> QUOTED PASSAGE
Doughnuts or Broccoli?: Why Dieters Fail and How to Succeed

Brain research explains why we choose tasty unhealthy snacks over healthy foods.

Posted Jul 17, 2019

The prevalence of obesity among U.S. adults and children is alarming, particularly because obesity increases the risk for debilitating diseases. According to the CDC, the prevalence among adults was 39.8%, 20.6% in adolescents, and 18.4% in school-aged children. Paradoxically, the U.S. weight loss market is worth $66 billion. Something does not add up. Why is it so hard to eat healthy? Why is relapse to our old unhealthy diets the norm and not the exception? Just like other choices in life, choosing a doughnut over broccoli has to do with how the brain generally makes decisions. Certainly, self-control is imperative for healthy eating and for general optimal decision making.

> SOURCE INFORMATION
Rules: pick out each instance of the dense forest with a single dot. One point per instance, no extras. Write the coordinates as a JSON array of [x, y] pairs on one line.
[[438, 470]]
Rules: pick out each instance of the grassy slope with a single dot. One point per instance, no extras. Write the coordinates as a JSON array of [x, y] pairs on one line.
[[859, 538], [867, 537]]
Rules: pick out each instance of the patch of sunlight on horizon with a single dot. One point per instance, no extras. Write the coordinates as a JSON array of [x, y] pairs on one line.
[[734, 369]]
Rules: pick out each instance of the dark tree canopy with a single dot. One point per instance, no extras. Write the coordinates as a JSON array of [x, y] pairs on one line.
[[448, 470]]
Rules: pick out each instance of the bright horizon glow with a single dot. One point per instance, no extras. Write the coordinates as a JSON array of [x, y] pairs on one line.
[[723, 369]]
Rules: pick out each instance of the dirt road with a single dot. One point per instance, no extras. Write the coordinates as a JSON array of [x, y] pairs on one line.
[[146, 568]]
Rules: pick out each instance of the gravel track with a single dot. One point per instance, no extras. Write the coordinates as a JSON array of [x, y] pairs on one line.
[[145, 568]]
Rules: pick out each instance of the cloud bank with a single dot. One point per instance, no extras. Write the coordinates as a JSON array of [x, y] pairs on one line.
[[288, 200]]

> PROBLEM A
In the article on why dieters fail, what obesity prevalence among adolescents does it report from the CDC?
> PROBLEM B
Decide whether each statement agrees with the article on why dieters fail. Answer yes or no for each, quoting the words of the article that settle it.
(i) The U.S. weight loss market is worth $66 billion.
(ii) Obesity prevalence among school-aged children was higher than among adolescents.
(iii) The article was posted in 2019.
> PROBLEM C
Carry the article on why dieters fail forward from its last sentence.

> RESPONSE AREA A
20.6%

> RESPONSE AREA B
(i) Yes: "the U.S. weight loss market is worth $66 billion."
(ii) No: "20.6% in adolescents, and 18.4% in school-aged children."
(iii) Yes: "Posted Jul 17, 2019"

> RESPONSE AREA C
Two brain areas are relevant to goal-directed decisions and cognitive control, the ventromedial prefrontal cortex (vmPFC) and the dorsolateral prefrontal cortex (DLPFC), respectively. These regions seem to be involved when we choose between an alternative with higher value and a more tempting but inferior option, such as between fruit and your favorite ice cream. Dr. Hare and colleagues at the California Institute of Technology in Pasadena studied a group of dieters to examine the neuroscience of such choices. Participants had to make real decisions about what foods to eat while in a functional neuroimaging scanner (fMRI).

There were three phases: In the first two phases, dieters rated 50 different foods for taste and health separately. In the third phase, the subjects were asked to choose between foods and items that they had rated as neutral in both health and taste. They also rated how confident they were in their decision (strong no, no, neutral, yes, or strong yes). Of course, dieters should be concerned with the healthiness of the food and not just taste. Then, the participants were classified as self-controllers (SC) or non-self-controllers (NSC) on the basis of their food choices. As expected, SCs made food choices based on both healthiness and taste and rejecting most liked but unhealthy foods. NSCs made decisions on the basis of taste alone.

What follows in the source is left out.